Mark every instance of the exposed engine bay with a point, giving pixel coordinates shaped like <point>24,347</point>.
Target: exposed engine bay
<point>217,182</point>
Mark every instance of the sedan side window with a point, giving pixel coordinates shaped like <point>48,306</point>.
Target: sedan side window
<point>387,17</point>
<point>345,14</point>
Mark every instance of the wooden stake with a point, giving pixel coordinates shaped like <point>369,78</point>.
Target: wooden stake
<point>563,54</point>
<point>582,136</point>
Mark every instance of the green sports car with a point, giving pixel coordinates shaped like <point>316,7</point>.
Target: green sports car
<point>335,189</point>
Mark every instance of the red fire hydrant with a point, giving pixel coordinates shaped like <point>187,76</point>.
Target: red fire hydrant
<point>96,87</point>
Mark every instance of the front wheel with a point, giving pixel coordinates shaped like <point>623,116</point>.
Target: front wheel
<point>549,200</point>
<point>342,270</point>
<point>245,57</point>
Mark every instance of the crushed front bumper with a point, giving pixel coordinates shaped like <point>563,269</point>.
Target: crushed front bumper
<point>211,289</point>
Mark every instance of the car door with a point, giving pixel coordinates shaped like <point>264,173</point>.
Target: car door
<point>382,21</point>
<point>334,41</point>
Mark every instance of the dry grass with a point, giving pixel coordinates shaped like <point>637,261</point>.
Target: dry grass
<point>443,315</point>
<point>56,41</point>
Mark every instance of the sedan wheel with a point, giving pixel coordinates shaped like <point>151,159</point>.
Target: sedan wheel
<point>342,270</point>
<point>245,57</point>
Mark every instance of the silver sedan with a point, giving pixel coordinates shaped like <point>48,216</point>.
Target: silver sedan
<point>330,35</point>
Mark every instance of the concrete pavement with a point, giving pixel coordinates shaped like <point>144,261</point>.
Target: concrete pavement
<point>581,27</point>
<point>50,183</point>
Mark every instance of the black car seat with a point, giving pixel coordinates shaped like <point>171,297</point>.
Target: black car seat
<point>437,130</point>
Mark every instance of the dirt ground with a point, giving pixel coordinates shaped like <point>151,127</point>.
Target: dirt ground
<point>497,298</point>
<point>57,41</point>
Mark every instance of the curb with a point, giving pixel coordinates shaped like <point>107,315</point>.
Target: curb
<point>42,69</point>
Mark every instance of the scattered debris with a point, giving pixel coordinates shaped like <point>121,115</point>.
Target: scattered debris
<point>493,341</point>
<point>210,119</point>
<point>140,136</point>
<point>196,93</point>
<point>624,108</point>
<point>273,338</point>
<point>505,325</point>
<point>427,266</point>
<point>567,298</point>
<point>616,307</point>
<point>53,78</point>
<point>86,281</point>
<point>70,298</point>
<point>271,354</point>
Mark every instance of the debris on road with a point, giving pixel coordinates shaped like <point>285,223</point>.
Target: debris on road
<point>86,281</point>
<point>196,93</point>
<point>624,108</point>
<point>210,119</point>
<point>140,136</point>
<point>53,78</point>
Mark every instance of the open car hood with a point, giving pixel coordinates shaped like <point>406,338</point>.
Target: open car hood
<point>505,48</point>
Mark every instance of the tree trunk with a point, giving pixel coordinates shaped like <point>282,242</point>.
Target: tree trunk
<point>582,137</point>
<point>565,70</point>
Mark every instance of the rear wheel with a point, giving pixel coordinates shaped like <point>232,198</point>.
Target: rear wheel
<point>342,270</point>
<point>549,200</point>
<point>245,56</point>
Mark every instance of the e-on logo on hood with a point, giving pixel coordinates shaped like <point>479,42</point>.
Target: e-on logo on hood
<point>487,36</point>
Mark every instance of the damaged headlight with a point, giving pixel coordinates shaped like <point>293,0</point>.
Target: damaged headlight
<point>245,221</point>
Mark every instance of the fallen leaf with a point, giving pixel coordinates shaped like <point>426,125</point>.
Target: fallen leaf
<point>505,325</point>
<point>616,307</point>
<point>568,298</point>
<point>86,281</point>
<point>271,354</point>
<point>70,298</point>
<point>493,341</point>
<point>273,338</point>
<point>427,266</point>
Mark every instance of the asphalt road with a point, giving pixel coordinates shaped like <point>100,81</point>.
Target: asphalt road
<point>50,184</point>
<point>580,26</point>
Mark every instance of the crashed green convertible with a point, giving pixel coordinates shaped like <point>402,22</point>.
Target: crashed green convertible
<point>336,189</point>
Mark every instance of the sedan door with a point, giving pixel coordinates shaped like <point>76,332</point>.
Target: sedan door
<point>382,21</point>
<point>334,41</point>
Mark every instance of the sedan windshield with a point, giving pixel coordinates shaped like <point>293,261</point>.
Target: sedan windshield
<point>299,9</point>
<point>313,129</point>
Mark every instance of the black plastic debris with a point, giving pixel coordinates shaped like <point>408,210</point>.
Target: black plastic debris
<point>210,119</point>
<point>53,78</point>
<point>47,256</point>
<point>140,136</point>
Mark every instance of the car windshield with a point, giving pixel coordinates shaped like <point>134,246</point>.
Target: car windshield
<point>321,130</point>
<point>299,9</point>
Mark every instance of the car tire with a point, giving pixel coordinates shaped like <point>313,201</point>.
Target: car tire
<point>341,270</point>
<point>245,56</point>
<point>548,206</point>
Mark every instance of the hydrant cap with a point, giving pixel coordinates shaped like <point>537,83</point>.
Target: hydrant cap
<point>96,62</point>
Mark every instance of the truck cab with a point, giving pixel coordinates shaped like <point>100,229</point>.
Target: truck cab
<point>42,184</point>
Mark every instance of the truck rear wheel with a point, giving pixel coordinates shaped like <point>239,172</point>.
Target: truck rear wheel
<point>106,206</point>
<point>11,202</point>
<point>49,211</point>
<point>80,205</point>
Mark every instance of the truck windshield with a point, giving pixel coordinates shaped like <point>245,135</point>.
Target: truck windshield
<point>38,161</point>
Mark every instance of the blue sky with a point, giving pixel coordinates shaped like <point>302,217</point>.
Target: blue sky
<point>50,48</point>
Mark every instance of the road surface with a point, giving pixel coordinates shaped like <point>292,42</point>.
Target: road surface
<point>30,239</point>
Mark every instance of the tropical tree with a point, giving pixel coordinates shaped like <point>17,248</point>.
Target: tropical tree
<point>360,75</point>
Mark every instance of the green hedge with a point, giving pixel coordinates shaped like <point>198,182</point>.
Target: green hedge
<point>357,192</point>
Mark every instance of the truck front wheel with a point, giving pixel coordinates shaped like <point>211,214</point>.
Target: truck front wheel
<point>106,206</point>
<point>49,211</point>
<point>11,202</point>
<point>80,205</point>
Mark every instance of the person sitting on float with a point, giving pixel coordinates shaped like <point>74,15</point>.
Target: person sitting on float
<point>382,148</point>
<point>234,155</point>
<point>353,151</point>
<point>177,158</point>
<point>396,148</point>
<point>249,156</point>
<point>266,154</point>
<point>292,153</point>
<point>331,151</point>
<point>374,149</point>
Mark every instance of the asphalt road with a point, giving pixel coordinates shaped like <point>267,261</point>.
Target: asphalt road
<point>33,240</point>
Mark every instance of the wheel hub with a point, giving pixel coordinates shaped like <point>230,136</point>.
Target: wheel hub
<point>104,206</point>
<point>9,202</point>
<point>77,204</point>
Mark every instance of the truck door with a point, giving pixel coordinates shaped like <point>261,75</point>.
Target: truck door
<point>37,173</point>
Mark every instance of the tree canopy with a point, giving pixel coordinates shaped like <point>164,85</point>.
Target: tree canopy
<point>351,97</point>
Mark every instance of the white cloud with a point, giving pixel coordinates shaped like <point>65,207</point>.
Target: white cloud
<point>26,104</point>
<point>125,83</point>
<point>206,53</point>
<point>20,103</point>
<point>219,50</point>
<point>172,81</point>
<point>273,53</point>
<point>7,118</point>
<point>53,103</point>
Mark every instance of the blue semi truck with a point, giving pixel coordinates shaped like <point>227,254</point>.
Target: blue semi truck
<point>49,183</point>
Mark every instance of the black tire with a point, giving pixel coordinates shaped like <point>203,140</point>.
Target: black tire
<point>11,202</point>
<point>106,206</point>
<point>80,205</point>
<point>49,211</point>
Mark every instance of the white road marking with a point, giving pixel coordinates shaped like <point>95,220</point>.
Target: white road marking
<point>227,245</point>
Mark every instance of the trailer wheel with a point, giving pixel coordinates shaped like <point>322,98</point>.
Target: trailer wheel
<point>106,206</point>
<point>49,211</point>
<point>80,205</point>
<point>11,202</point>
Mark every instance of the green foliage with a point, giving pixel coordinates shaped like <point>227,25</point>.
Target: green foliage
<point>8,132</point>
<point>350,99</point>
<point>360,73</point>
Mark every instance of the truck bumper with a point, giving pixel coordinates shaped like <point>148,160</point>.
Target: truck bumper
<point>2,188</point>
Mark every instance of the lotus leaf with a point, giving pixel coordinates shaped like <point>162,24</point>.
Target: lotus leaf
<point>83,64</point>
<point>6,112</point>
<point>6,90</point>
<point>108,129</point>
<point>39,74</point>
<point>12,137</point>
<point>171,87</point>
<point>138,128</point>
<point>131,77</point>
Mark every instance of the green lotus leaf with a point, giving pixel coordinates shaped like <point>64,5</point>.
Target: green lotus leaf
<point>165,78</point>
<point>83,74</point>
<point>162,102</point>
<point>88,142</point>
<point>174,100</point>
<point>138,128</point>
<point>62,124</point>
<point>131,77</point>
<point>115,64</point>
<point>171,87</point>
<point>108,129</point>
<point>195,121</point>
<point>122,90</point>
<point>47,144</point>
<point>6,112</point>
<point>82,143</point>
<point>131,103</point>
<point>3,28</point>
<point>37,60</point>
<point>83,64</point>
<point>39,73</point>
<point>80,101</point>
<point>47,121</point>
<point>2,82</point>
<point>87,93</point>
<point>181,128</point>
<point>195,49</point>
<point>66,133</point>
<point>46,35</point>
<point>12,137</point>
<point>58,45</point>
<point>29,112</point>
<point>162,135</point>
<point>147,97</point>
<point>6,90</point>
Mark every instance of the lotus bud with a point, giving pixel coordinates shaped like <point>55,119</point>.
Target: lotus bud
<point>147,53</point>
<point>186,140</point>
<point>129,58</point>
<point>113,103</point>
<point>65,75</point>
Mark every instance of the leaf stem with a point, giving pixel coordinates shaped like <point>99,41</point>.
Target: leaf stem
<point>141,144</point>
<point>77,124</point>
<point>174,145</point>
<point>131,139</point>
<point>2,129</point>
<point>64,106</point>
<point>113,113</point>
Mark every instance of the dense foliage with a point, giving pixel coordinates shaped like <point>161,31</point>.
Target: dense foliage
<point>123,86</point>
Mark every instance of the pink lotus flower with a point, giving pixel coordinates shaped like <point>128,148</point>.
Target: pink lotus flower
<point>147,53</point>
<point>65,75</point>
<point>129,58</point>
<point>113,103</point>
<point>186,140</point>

+++

* [WHAT TO DO]
Please return the records word for word, starting at the first line and ending at the line that contains "<point>217,182</point>", with both of those lines included.

* [TASK RESPONSE]
Mark every instance of the exposed engine bay with a point, giving pixel coordinates shaped like <point>24,347</point>.
Target: exposed engine bay
<point>217,182</point>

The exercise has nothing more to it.